**Excerpted text:**

......

Ball attachments function as precision mechanical retention devices in dental prostheses. They typically consist of:
- Male Component (Ball Abutment) – A spherical attachment fixed onto a dental implant, a natural tooth root, or a bar structure. It is available in various sizes and materials, including titanium and gold-plated alloys.
- Female Component (Housing and Retentive Insert) – A socket-like structure embedded within the denture, often lined with a replaceable retentive insert made of nylon or other resilient materials. The insert provides flexibility and retention, gripping the ball abutment securely.

==Applications in Dentistry==
Ball attachments are used in various prosthodontic applications, including:
===Implant-Retained Overdentures===
Ball attachments are frequently employed in implant-supported overdentures to fix overdenture (ball attachment abutment) or to improve denture retention and function (for bar structure), particularly in cases of complete edentulism. The attachment system allows slight movements, reducing stress on implants while ensuring sufficient stability for mastication and speech.
===Tooth-Supported Overdentures===
In cases where natural tooth roots are preserved, ball attachments can be placed on prepared roots or post-supported restorations. This approach maintains proprioception (natural sensation), minimizes bone resorption, and enhances denture retention.
===Partial Dentures===
Ball attachments can also be used in removable partial dentures (RPDs) to provide additional support and retention, particularly when conventional clasps are inappropriate or aesthetically undesirable.

......

**Dataset records:**
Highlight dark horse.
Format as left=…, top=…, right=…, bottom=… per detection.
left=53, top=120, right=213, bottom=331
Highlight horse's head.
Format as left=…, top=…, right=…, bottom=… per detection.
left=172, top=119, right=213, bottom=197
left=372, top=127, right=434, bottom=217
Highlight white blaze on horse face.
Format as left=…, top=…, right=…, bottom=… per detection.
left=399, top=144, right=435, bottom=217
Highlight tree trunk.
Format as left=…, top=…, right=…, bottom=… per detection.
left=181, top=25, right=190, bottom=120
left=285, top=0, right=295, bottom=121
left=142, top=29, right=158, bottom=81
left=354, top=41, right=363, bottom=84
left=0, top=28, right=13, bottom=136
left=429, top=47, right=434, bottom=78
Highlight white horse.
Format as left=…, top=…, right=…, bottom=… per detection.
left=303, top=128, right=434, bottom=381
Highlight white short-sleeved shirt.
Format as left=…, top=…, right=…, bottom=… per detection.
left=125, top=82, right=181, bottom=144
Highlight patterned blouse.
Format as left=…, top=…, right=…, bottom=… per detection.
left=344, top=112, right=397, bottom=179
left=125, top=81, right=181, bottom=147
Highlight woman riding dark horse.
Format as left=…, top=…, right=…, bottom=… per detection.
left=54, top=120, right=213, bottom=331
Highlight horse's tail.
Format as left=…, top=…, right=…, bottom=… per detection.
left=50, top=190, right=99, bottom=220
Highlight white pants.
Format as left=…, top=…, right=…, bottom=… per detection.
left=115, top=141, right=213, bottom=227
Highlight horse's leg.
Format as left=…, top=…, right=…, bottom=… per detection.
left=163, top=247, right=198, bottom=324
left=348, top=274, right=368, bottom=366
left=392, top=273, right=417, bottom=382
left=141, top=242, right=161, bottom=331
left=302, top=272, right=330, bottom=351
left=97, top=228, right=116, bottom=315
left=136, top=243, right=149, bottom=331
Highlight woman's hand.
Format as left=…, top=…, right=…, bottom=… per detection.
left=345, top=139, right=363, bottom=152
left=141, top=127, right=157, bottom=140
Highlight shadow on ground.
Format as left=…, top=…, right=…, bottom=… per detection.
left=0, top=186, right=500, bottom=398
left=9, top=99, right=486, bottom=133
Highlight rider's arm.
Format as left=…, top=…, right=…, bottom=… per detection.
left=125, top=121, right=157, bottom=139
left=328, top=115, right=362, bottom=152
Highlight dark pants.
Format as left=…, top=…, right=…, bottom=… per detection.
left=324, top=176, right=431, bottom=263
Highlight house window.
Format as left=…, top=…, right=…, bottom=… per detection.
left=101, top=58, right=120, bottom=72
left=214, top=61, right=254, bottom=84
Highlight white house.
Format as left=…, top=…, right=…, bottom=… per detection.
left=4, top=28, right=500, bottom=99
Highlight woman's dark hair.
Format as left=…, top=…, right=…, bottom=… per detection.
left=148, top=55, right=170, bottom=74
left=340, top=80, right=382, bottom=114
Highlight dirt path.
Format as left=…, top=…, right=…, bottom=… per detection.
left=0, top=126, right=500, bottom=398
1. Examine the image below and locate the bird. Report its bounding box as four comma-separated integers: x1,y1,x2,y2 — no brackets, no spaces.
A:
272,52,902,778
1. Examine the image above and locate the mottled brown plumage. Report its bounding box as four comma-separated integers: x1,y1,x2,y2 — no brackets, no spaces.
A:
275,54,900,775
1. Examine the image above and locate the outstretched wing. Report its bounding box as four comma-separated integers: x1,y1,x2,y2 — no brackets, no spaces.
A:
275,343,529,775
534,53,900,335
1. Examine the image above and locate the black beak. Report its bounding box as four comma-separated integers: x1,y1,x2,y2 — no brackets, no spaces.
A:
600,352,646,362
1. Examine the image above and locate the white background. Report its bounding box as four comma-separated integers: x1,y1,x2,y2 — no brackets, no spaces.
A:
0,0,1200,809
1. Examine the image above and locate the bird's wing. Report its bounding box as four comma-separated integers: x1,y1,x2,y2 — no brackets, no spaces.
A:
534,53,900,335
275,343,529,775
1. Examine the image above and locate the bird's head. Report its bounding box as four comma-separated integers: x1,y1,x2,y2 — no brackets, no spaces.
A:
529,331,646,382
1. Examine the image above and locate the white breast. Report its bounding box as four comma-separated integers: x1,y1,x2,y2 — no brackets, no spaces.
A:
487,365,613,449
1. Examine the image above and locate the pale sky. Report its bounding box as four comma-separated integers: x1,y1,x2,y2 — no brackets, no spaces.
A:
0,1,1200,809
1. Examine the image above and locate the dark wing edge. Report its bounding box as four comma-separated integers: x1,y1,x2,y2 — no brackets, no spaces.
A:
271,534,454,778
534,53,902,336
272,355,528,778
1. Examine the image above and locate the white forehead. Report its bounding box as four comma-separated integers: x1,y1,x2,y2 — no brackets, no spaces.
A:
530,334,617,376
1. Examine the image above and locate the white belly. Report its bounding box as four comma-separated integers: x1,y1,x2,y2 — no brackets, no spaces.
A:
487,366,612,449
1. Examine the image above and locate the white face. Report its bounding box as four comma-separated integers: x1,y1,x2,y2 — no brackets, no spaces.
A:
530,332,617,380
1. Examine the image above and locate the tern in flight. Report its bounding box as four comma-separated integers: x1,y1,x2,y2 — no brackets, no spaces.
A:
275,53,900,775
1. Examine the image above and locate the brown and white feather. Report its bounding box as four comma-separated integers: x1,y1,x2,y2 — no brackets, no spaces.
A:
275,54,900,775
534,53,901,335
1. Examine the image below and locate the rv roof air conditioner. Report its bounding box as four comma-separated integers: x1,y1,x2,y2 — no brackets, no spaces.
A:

......

**Questions:**
**1.** Transcribe the passage on ball attachments from "Ball attachments function" up to and including "and gold-plated alloys.".
**2.** According to the passage on ball attachments, what are the retentive inserts in the female component made of?
**3.** Take the passage on ball attachments further, starting after its last sentence.

**Responses by item number:**
**1.**
Ball attachments function as precision mechanical retention devices in dental prostheses. They typically consist of:
- Male Component (Ball Abutment) – A spherical attachment fixed onto a dental implant, a natural tooth root, or a bar structure. It is available in various sizes and materials, including titanium and gold-plated alloys.

**2.** Nylon or other resilient materials.

**3.**
==Materials and Types==
Ball attachments come in a variety of materials and configurations, each with its own properties. Titanium ball attachments are widely used in implant restorations due to their high biocompatibility and lightweight nature. Gold-plated ball attachments, on the other hand, provide enhanced durability and better frictional control. Some systems incorporate plastic or resilient inserts, which offer different levels of retention and cushioning to improve patient comfort. Additionally, the spherical shape of the ball attachment allows you to adjust the angle of deflection of the implants up to 11 degrees on each attachment
==Clinical Procedure==
The process of incorporating ball attachments into dental prostheses involves several steps:
1. Case Evaluation and Planning – Assessment of oral health, bone quality, and prosthetic requirements.
2. Placement of Implants or Tooth Preparation – Surgical insertion of implants or modification of natural teeth to receive the attachment.
3. Attachment Installation – Fixing the ball abutment or bar with ball attachment onto the implant or prepared root structure.
4. Denture Fabrication and Housing Placement – Creating the overdenture with a corresponding female housing.
5. Retention Testing and Adjustments – Ensuring proper fit, retention strength, and patient comfort.

==Advantages and Disadvantages ==
Advantages:
- Improved Retention: Ball attachments provide strong retention for overdentures, reducing movement and increasing stability.
- Ease of Use: They are simple to insert and remove, making them a convenient option for patients with limited dexterity.
- Cost-Effective: Compared to other attachment systems, ball attachments are relatively affordable while still offering good functionality.
- Compatibility: They can be used with various implant systems and are suitable for different clinical situations.

Disadvantages:
- Maintenance Requirements: Regular cleaning is necessary to prevent plaque buildup and attachment wear.
- Wear and Tear: The O-ring or matrix component may degrade over time, requiring replacement.
- Limited Longevity: Compared to more advanced attachment systems (e.g., bar or locator attachments), ball attachments may have a shorter lifespan.
- Vertical Space Requirement: Ball attachments require sufficient vertical space, which may not be ideal for patients with low interarch space.